(Location labeling records)
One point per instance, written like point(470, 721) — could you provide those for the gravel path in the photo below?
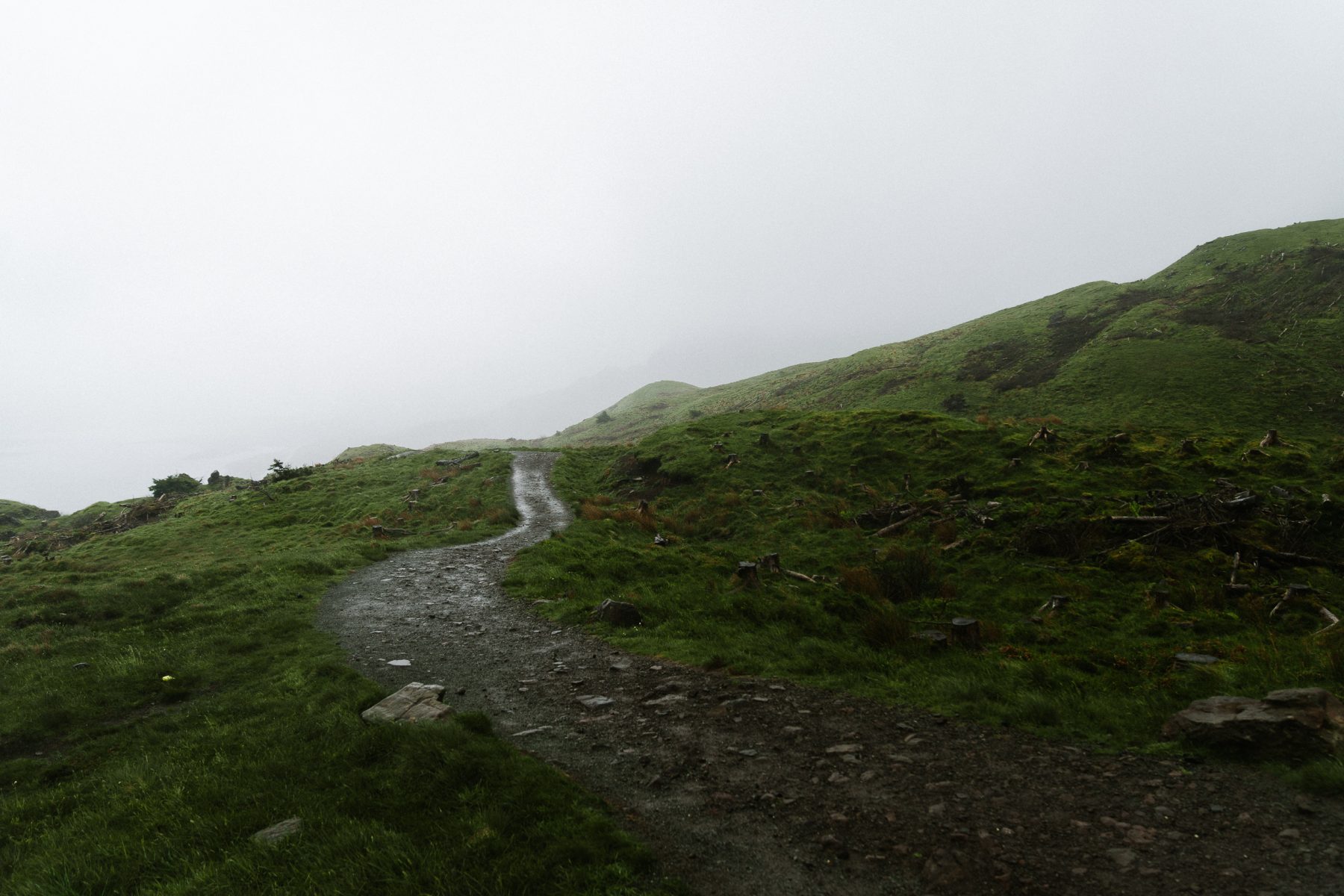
point(749, 786)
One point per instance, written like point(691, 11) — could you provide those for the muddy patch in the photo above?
point(749, 786)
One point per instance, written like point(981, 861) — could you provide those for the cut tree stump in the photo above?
point(1043, 435)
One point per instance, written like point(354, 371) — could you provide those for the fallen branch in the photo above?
point(889, 529)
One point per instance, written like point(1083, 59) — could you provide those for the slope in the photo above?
point(1245, 332)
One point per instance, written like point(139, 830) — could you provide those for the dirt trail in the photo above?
point(749, 786)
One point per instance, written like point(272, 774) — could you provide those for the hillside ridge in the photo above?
point(1242, 331)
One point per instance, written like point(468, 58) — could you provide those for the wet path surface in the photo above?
point(746, 786)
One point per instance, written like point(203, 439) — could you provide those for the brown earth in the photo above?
point(749, 786)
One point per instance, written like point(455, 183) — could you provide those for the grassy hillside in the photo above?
point(1090, 561)
point(20, 517)
point(166, 696)
point(369, 452)
point(1245, 332)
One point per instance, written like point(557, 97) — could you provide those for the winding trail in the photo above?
point(746, 786)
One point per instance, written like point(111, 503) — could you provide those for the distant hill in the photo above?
point(1245, 332)
point(362, 452)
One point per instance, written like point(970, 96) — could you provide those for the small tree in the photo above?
point(179, 484)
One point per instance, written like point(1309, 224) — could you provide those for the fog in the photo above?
point(241, 231)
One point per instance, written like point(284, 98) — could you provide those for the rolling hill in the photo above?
point(1245, 332)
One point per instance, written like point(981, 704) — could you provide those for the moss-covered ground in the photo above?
point(1081, 615)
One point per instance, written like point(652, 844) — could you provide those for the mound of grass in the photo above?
point(166, 696)
point(1089, 561)
point(16, 517)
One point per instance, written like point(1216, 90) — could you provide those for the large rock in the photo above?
point(413, 703)
point(617, 613)
point(1293, 724)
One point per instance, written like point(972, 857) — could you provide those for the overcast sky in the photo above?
point(234, 231)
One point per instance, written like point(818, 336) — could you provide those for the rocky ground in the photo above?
point(749, 786)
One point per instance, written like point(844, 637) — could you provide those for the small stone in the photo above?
point(594, 702)
point(279, 830)
point(617, 613)
point(665, 700)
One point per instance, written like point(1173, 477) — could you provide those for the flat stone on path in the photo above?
point(594, 702)
point(413, 703)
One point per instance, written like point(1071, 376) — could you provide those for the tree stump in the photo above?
point(965, 632)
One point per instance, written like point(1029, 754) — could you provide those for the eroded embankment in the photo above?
point(745, 786)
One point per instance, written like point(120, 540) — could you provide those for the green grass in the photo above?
point(16, 517)
point(1243, 332)
point(210, 709)
point(1100, 669)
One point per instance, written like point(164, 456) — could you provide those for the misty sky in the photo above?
point(234, 231)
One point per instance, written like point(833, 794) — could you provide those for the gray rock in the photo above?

■ **TASK INSTRUCTIONS**: Rewrite all the items above, changing every "photo" to "image" and keeping everything else the same. Omit the pictures from your answer.

■ **SOLUTION TO THIS EXERCISE**:
One point per instance, written like point(470, 721) — could you provide those for the gravel path in the image below?
point(749, 786)
One point per instance, written like point(691, 11) — could you provide those for the muddy patch in the image above?
point(749, 786)
One point per instance, written like point(981, 861) — could you provide those for the cut tree stump in the image above?
point(1043, 435)
One point per instance, written like point(354, 371) — could you provide those for the fallen branch in the image above?
point(889, 529)
One point per instance, written like point(1083, 59) — could you provide those for the slope in the image above?
point(1245, 332)
One point per instance, written like point(139, 830) — could you provide those for the dirt trail in the image above?
point(749, 786)
One point per instance, written like point(272, 774) — could you provide those for the hillside ridge in the image above?
point(1242, 331)
One point per instance, written like point(468, 58) — could you provide those for the wet path surface in the image above?
point(746, 786)
One point per instance, written like point(203, 439) — could you provide those for the brown earth in the image above?
point(749, 786)
One point per instance, written like point(455, 183) — could you provide those for the grassy hillside in the image above?
point(1090, 561)
point(20, 517)
point(166, 696)
point(369, 452)
point(1245, 332)
One point per instance, written like point(557, 97) — could you provide those for the winding trail in the image above?
point(746, 786)
One point per instance, written like point(111, 503) — could you provide those for the distant hill in the image above?
point(1245, 332)
point(362, 452)
One point per instance, written like point(970, 96) — could you provide those for the small tree in the image above?
point(179, 484)
One point per instance, written like point(1309, 224) — could you provide those for the fog in the image above?
point(241, 231)
One point per instance, written like point(284, 98) — could you provide those for the rolling hill in the image above?
point(1245, 332)
One point per instance, written like point(981, 704) — could you provide those for the moss-covered ground in the image above?
point(1081, 615)
One point per instance, written like point(652, 844) — could you provide those for the mound of grass in the image above?
point(166, 696)
point(1089, 561)
point(16, 517)
One point per instance, written like point(1216, 90) — could you provide those for the large rock in the image above?
point(413, 703)
point(617, 613)
point(1293, 724)
One point per instance, written like point(972, 857) — could you provide those for the overcast sky in the image above?
point(234, 231)
One point per instance, written like point(818, 336) — could you provide those for the rocky ground in the image above?
point(749, 786)
One point per instance, written like point(844, 637) — could you provide those for the small stone in the image above?
point(594, 702)
point(279, 830)
point(617, 613)
point(665, 700)
One point per instance, written like point(1173, 477) — could you provide those for the flat stone on path in the image above?
point(594, 702)
point(413, 703)
One point per instance, written like point(1071, 376) — could you provide those for the tree stump in the image above?
point(965, 632)
One point per instance, written like point(1029, 754) — could you provide those for the eroded embankment in the image above?
point(745, 786)
One point per instance, written like point(120, 540) — could you provide those for the green grass in the image above?
point(16, 517)
point(1243, 332)
point(210, 709)
point(1100, 669)
One point per instance, written like point(164, 456) — could you provide those for the misty sky in the image above?
point(234, 231)
One point per instance, written like point(833, 794) — could you provide those for the gray rock in the image above?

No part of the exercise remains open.